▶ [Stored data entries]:

━━━━━━━━

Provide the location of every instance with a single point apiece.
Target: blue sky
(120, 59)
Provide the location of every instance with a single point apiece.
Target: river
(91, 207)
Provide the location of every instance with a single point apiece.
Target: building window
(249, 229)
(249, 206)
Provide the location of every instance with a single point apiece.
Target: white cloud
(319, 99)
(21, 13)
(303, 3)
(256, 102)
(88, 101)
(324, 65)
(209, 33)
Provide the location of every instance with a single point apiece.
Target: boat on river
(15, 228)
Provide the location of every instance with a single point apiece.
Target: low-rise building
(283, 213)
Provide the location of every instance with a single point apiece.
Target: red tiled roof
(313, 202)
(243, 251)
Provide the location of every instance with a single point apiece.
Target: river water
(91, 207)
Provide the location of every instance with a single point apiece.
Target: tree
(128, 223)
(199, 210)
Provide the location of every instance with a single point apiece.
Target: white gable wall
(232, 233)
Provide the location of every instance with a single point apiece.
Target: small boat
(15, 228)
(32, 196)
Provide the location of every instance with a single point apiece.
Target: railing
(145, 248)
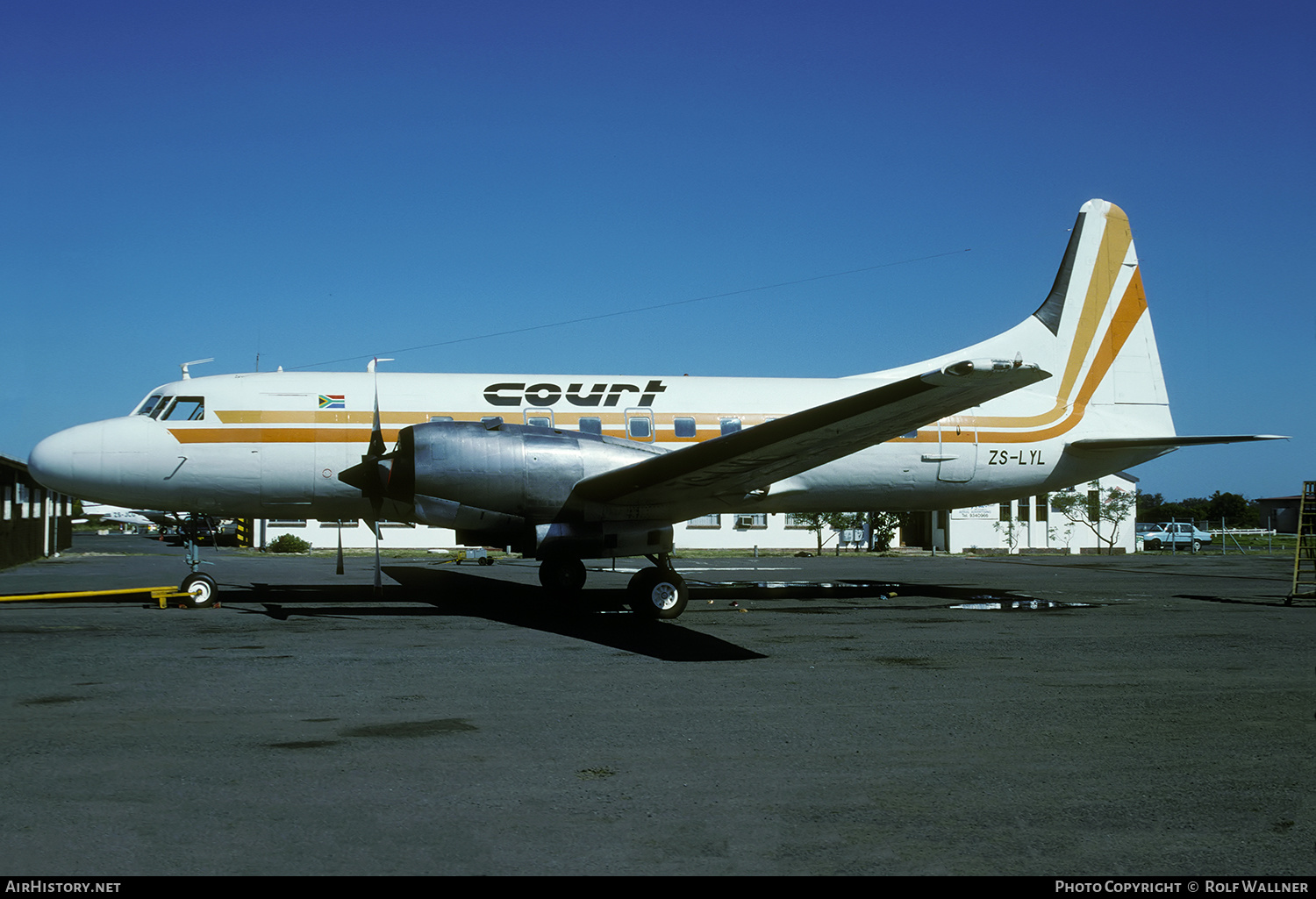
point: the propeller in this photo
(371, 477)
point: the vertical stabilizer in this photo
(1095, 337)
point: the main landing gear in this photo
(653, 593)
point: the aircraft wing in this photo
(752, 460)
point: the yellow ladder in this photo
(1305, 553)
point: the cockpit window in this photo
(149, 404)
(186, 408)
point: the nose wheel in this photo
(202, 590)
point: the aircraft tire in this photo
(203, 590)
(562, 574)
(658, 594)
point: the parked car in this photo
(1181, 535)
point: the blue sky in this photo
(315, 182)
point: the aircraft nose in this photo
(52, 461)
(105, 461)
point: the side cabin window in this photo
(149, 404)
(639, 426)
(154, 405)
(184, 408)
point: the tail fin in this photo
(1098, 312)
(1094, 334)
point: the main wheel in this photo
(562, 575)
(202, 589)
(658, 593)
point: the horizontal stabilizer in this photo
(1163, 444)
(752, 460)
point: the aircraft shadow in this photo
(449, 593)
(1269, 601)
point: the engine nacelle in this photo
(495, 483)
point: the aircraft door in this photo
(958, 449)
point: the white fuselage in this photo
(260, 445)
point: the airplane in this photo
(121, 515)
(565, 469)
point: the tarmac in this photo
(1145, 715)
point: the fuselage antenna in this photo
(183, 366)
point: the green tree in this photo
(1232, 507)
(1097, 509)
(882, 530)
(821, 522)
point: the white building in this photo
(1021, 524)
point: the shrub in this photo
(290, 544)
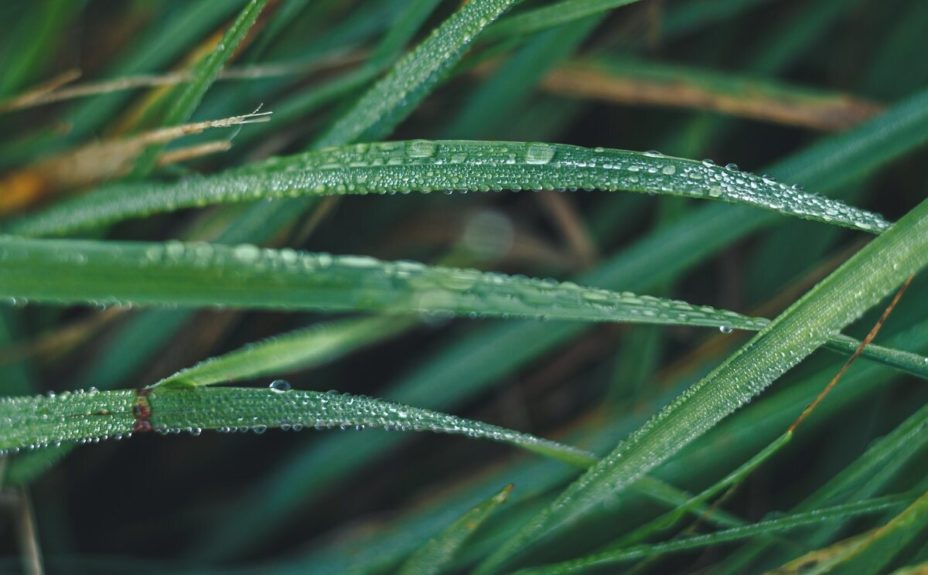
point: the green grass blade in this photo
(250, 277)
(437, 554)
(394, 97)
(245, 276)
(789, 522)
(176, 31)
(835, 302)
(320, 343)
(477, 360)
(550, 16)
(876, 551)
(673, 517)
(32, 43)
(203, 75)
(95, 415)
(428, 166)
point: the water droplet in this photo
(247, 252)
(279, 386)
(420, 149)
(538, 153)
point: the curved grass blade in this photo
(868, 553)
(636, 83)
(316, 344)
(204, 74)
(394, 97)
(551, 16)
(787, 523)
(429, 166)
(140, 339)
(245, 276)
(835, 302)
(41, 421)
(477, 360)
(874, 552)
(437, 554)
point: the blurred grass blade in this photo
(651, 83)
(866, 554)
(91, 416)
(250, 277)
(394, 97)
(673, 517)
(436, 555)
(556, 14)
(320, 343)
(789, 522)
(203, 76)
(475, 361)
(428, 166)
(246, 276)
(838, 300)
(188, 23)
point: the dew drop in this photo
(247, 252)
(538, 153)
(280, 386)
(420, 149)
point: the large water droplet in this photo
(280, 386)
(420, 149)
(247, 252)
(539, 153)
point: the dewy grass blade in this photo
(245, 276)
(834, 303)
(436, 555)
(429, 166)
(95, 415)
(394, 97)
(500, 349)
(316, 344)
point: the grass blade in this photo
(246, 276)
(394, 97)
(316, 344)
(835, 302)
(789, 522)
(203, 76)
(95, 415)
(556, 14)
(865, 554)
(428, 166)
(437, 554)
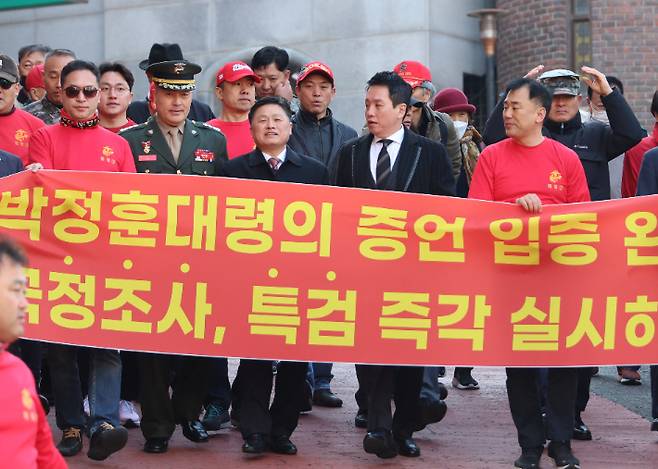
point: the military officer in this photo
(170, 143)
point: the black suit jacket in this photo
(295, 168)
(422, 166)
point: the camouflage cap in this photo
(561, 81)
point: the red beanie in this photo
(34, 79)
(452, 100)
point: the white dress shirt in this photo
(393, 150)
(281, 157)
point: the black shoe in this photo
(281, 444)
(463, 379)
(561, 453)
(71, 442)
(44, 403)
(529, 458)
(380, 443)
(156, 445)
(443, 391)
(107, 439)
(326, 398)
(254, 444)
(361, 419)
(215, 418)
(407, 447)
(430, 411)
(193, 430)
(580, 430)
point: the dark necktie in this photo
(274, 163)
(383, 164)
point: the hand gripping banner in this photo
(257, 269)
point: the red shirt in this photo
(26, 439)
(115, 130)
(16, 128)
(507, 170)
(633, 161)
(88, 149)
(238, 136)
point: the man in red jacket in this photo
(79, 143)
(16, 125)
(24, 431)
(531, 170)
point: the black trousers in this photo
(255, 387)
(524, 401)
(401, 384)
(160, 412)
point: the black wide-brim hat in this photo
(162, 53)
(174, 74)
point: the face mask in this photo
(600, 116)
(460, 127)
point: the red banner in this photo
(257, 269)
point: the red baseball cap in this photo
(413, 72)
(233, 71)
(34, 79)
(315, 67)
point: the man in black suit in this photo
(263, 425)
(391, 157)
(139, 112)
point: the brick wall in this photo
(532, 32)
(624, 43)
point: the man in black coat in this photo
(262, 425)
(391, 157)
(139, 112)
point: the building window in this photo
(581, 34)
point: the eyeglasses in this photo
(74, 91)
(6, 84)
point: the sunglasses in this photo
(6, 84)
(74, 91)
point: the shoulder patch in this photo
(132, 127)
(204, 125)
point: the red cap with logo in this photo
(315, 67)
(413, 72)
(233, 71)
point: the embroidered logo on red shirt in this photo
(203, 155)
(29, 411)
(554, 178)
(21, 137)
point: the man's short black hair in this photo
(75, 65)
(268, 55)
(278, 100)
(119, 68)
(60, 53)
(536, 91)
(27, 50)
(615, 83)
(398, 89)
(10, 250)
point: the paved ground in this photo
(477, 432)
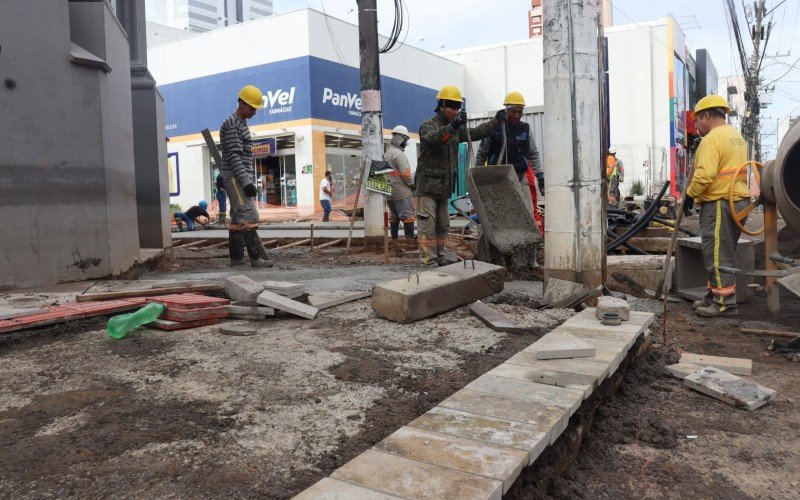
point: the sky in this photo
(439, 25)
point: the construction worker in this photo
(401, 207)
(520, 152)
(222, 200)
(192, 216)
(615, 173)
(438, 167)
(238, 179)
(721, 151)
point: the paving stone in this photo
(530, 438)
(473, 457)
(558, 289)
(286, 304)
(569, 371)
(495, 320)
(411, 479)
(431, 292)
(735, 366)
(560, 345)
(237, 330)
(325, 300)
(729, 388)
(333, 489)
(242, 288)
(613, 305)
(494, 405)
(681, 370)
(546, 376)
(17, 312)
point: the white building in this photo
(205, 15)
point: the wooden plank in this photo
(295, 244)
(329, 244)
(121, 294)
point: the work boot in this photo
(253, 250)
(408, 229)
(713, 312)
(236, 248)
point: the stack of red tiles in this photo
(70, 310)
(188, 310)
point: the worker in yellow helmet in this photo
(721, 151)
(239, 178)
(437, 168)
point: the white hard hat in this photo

━━━━━━━━

▶ [ASSIGNMENT]: Your response must restate every record above exactly, with each picture omitted.

▶ [EXERCISE ANSWER]:
Provide the location of every instance with a single point apiece.
Target: blue sky
(120, 59)
Provide the location of every instance with a single point apiece.
Target: river
(91, 207)
Provide the location of every instance with a single point apiece.
Target: building window
(249, 229)
(249, 206)
Provide the location of every instance with a single point apiece.
Target: white cloud
(319, 99)
(21, 13)
(303, 3)
(256, 102)
(88, 101)
(324, 65)
(209, 33)
Provide the location of every instance with a single point apiece.
Target: boat on river
(15, 228)
Provide the location of every instance with a single point apiece.
Target: low-rise building
(283, 213)
Provide the location of every instance with a single point apiece.
Target: red tiled roof
(313, 202)
(243, 251)
Provide the location of every instance with a single point apiece.
Target: river water
(91, 207)
Provide the location of every instance with a single point apiece.
Target: tree
(128, 223)
(199, 210)
Provide the location of every instance with a single point apiece.
Target: white gable wall
(232, 233)
Provide the location of every instance with a single point apiece.
Target: small boat
(15, 228)
(32, 196)
Provide the location of every instance with a single point apiece.
Target: railing
(145, 248)
point: the propeller in this photo
(371, 477)
point: the vertical stabilizer in this photo
(1095, 337)
point: the main landing gear in this photo
(653, 593)
point: the aircraft wing in this photo
(752, 460)
point: the yellow ladder in this photo
(1305, 553)
point: the cockpit window in this photo
(149, 404)
(186, 408)
point: the nose wheel in this photo
(202, 590)
point: the aircraft tire in this photo
(203, 590)
(562, 574)
(658, 594)
point: the parked car in this photo
(1181, 535)
point: the blue sky in this photo
(315, 182)
point: the aircraft nose in this photo
(52, 461)
(105, 461)
point: the side cabin window in this photo
(149, 404)
(639, 426)
(154, 405)
(184, 408)
point: the tail fin in this photo
(1098, 312)
(1094, 334)
point: the main wheel in this photo
(562, 575)
(202, 589)
(658, 593)
point: the horizontal stabilizer in this photo
(1163, 444)
(752, 460)
point: the aircraft shadow in this photo
(449, 593)
(1269, 601)
point: the engine nacelle in this photo
(495, 483)
point: the aircraft door in this photo
(958, 449)
point: the white fuselage in this photo
(260, 445)
point: the airplane in this photo
(121, 515)
(565, 469)
point: the tarmac in this photo
(1145, 715)
point: the fuselage antenna in this photo
(183, 366)
point: the green tree in this photo
(1232, 507)
(1097, 509)
(882, 530)
(821, 522)
point: the white building in this photo
(1021, 524)
point: the shrub in this photo
(290, 544)
point: the green grass blade in this photo
(250, 277)
(437, 554)
(394, 97)
(245, 276)
(789, 522)
(176, 31)
(835, 302)
(320, 343)
(477, 360)
(550, 16)
(876, 551)
(673, 517)
(32, 43)
(203, 75)
(95, 415)
(428, 166)
point: the water droplet in this photo
(247, 252)
(279, 386)
(420, 149)
(538, 153)
point: the curved grass blade in this photo
(868, 553)
(636, 83)
(316, 344)
(204, 74)
(394, 97)
(551, 16)
(787, 523)
(429, 166)
(140, 339)
(245, 276)
(835, 302)
(41, 421)
(477, 360)
(874, 552)
(437, 554)
point: the blurred grass blade in this photo
(651, 83)
(866, 554)
(91, 416)
(250, 277)
(394, 97)
(673, 517)
(436, 555)
(556, 14)
(320, 343)
(789, 522)
(203, 76)
(475, 361)
(428, 166)
(246, 276)
(838, 300)
(188, 23)
point: the dew drop in this photo
(247, 252)
(538, 153)
(280, 386)
(420, 149)
point: the large water droplet in this photo
(280, 386)
(420, 149)
(247, 252)
(539, 153)
point: the dewy grass blade in this photo
(245, 276)
(834, 303)
(436, 555)
(429, 166)
(95, 415)
(394, 97)
(500, 349)
(316, 344)
point: the grass blade in this photo
(246, 276)
(394, 97)
(316, 344)
(835, 302)
(789, 522)
(203, 76)
(95, 415)
(556, 14)
(865, 554)
(428, 166)
(437, 554)
point: the military officer in this photo
(170, 143)
point: the black suit jacket in this photo
(295, 168)
(422, 166)
point: the camouflage cap in this photo
(561, 81)
point: the red beanie in this photo
(34, 79)
(452, 100)
point: the white dress shirt in this photo
(393, 150)
(281, 157)
point: the black shoe in this photo
(281, 444)
(463, 379)
(561, 453)
(71, 442)
(44, 403)
(529, 458)
(380, 443)
(156, 445)
(443, 391)
(107, 439)
(326, 398)
(254, 444)
(361, 419)
(215, 418)
(407, 447)
(430, 411)
(193, 430)
(580, 430)
point: the dark necktie in this photo
(274, 163)
(383, 164)
point: the hand gripping banner in this photo
(257, 269)
point: the red shirt in this photo
(26, 439)
(115, 130)
(16, 128)
(507, 170)
(633, 161)
(88, 149)
(238, 136)
point: the man in red jacket in this photo
(79, 143)
(16, 125)
(24, 431)
(531, 170)
point: the black trousers in this photo
(255, 387)
(524, 401)
(401, 384)
(160, 412)
point: the black wide-brim hat in this photo
(162, 53)
(174, 74)
point: the face mask in this photo
(600, 116)
(460, 127)
point: the red banner in this photo
(257, 269)
point: the red baseball cap in this photo
(413, 72)
(233, 71)
(34, 79)
(315, 67)
point: the man in black suit in this photo
(263, 425)
(391, 157)
(139, 112)
point: the brick wall in this photo
(532, 32)
(624, 43)
point: the man in black coat in this photo
(262, 425)
(391, 157)
(139, 112)
point: the building window in this photo
(581, 34)
point: the eyeglasses in this photo
(74, 91)
(6, 84)
point: the sunglasses in this photo
(6, 84)
(74, 91)
point: the shoulder patch in this photo
(132, 127)
(204, 125)
point: the red cap with logo in this photo
(315, 67)
(413, 72)
(233, 71)
point: the embroidered logo on red shirt in this photo
(203, 155)
(29, 411)
(554, 178)
(21, 137)
point: the man's short black hair in this photo
(75, 65)
(268, 55)
(278, 100)
(119, 68)
(60, 53)
(536, 91)
(27, 50)
(615, 83)
(398, 89)
(10, 250)
point: the paved ground in this photo
(477, 432)
point: the sky in this photo
(439, 25)
point: the construction worker in this photo
(401, 207)
(520, 152)
(222, 200)
(192, 216)
(615, 173)
(438, 167)
(238, 179)
(721, 151)
point: the paving stone in this photo
(530, 438)
(473, 457)
(558, 289)
(286, 304)
(569, 371)
(495, 320)
(411, 479)
(431, 292)
(735, 366)
(560, 345)
(237, 330)
(325, 300)
(729, 388)
(333, 489)
(242, 288)
(613, 305)
(494, 405)
(681, 370)
(546, 376)
(17, 312)
point: the white building in this photo
(205, 15)
point: the wooden plank in this photo
(295, 244)
(329, 244)
(121, 294)
point: the work boot in this photo
(253, 250)
(408, 229)
(713, 312)
(236, 248)
point: the stack of red tiles in this photo
(70, 310)
(188, 310)
point: the worker in yellow helmet in this photo
(721, 151)
(239, 178)
(437, 168)
point: the white hard hat in this photo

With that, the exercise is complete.